> Description of the task: Change "scan for" to "look for" throughout the image region labeling entries below, and reproduce every entry with that one substitution and nothing else altered. Leave the pictures out of your version.

Image region labeling entries:

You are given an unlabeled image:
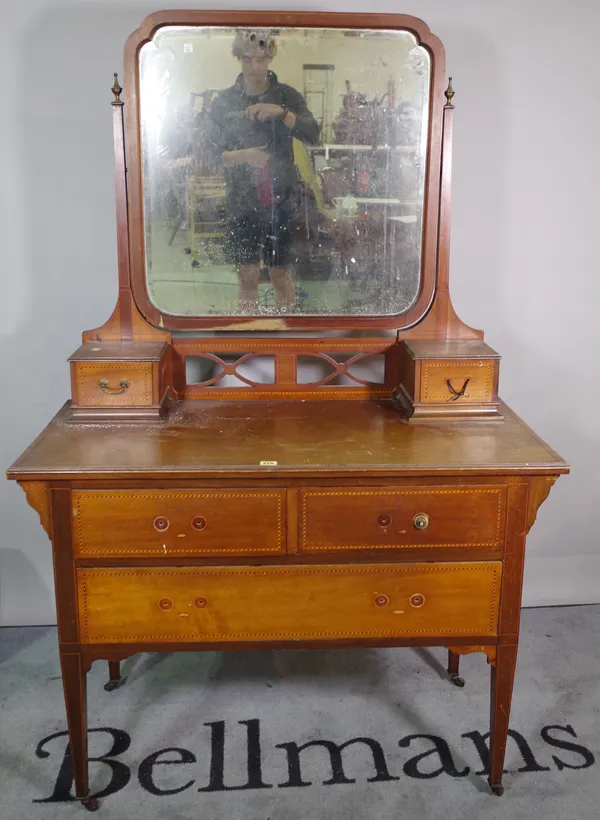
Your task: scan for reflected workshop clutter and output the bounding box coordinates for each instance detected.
[140,27,430,316]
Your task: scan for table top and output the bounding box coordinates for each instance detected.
[8,400,569,480]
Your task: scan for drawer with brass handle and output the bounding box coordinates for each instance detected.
[77,561,502,643]
[298,484,506,552]
[69,342,168,422]
[71,488,286,559]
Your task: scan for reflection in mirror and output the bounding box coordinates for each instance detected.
[140,27,430,316]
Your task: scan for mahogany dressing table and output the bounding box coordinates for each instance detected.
[8,11,568,810]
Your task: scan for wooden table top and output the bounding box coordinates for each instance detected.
[8,401,569,480]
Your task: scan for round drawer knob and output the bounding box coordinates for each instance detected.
[413,513,429,530]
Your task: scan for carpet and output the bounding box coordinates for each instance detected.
[0,606,600,820]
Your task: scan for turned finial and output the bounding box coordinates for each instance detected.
[111,71,123,105]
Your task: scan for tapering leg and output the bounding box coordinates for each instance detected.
[448,649,465,686]
[104,661,123,692]
[60,653,98,811]
[489,645,517,796]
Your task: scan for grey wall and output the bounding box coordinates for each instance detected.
[0,0,600,624]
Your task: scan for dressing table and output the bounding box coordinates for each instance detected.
[8,11,568,810]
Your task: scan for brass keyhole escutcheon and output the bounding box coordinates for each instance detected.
[413,513,429,530]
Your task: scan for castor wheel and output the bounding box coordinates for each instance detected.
[81,797,100,811]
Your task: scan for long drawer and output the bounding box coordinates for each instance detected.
[298,485,506,553]
[71,489,286,559]
[77,561,502,643]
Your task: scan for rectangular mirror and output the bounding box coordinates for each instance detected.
[138,26,432,317]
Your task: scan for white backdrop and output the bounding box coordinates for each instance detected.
[0,0,600,624]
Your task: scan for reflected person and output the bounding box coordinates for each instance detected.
[210,29,319,314]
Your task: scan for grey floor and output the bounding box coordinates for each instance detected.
[0,606,600,820]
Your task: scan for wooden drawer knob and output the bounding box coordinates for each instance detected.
[413,513,429,530]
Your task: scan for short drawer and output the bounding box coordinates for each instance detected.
[298,485,506,553]
[77,561,502,643]
[71,489,286,559]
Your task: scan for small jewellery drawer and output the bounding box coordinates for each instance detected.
[299,485,506,552]
[419,359,496,404]
[69,342,169,423]
[71,489,286,559]
[77,561,502,643]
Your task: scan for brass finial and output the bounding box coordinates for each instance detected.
[111,71,123,105]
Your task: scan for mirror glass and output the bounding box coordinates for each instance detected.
[139,26,431,316]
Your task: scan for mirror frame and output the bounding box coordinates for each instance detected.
[124,10,445,331]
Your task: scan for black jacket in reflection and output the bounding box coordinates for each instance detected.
[209,71,319,219]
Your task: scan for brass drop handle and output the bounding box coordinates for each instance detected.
[98,379,129,396]
[413,513,429,530]
[446,378,471,401]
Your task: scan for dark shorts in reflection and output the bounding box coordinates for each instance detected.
[225,199,295,268]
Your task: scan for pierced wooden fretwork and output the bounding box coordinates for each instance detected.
[173,337,398,399]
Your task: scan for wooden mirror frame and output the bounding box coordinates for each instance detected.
[81,11,482,414]
[124,11,454,331]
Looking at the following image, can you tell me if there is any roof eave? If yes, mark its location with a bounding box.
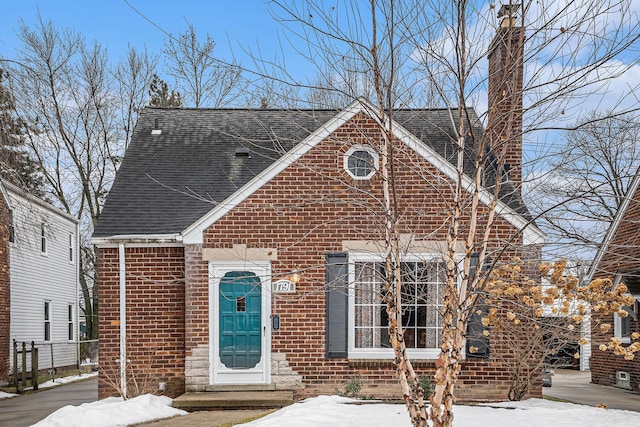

> Response below:
You are given an unlabeled image:
Your task: look for reflected workshop clutter and output the bounding box coordinates for each instance detected.
[140,27,430,316]
Your task: look for table top and output the bounding box coordinates for each instance detected.
[8,400,569,480]
Your task: look for drawer with brass handle and output the bounding box coordinates for each instance detected.
[77,561,502,643]
[298,484,506,552]
[69,342,168,422]
[71,488,286,559]
Your task: look for reflection in mirror and output the bounding box coordinates for each instance detected.
[140,27,430,316]
Your task: look for mahogany dressing table and output the bounding box coordinates for each instance detected.
[8,11,568,810]
Your task: look for wooden table top and output the bounding box coordinates for each instance detected.
[8,401,569,480]
Your task: look for round drawer knob and output the bounding box coordinates for each instance detected.
[413,513,429,530]
Your task: look for carpet and output the bounding box coordinates for each instance detected.
[0,606,600,820]
Your task: look for turned finial and output the bounding box coordinates for each instance detected.
[111,71,123,105]
Your task: look for tapering leg and output the bounding box coordinates for each instance detected.
[448,649,465,686]
[104,661,123,692]
[60,653,98,811]
[489,645,517,796]
Your task: look for grey wall and output the bounding box coordinates for each instance detected.
[0,0,600,624]
Your task: look for dressing table and output the bounding box coordinates for each instance detected.
[8,11,568,810]
Your task: look for brass keyhole escutcheon and output the bounding box coordinates for each instance detected.
[413,513,429,530]
Your task: look for castor wheel and output the bounding box coordinates for each instance detected.
[81,797,100,811]
Your task: look for long drawer and output the bounding box coordinates for each instance detected.
[298,485,506,553]
[71,489,286,559]
[77,561,502,643]
Your task: look for rectangular mirror and output the bounding box coordinates for each instance detected.
[138,26,432,317]
Your task: look for white backdrop and output the bounding box coordinates for each instance detected.
[0,0,600,624]
Your task: look for reflected person and output the bounding box coordinates for each instance detected.
[210,29,319,314]
Your task: look for grey floor and output the bounding box coordinates for each instance detected.
[0,606,600,820]
Your task: look for wooden drawer knob and output the bounding box coordinates for each instance detected.
[413,513,429,530]
Your task: look for short drawer and output the bounding box coordinates for each instance detected.
[298,485,506,553]
[77,561,502,643]
[71,489,286,559]
Your task: look for small jewellery drawer and output the bounding box coordinates for each instance detected.
[299,485,506,552]
[419,359,496,404]
[69,342,169,423]
[71,489,286,559]
[77,561,502,643]
Your task: look for brass finial and output the bounding box coordinates for each instance detected.
[111,71,123,105]
Your task: look for mirror glass and output the bounding box coordinates for each instance detected.
[139,26,431,316]
Your task: look for mirror frame and output the bounding box coordinates for each instance detected.
[124,10,445,331]
Your task: look for black jacket in reflection and output the bounding box coordinates for each instance detected.
[209,71,319,219]
Your task: look for brass drop handle and output the bounding box coordinates for each instance detected.
[98,379,129,396]
[413,513,429,530]
[446,378,471,401]
Your task: look for dark shorts in reflection and output the bounding box coordinates for each instance detected.
[225,199,295,268]
Your task: look for pierced wooden fretwork and output the bounding box coordinates for each instance detected.
[173,337,398,399]
Your task: look for wooden mirror frame and output the bounding box coordinates for each instance detected.
[81,11,482,414]
[124,11,454,331]
Looking at the following image, can you tell me if there is any roof eave? If yes, mark its location with a bounding box.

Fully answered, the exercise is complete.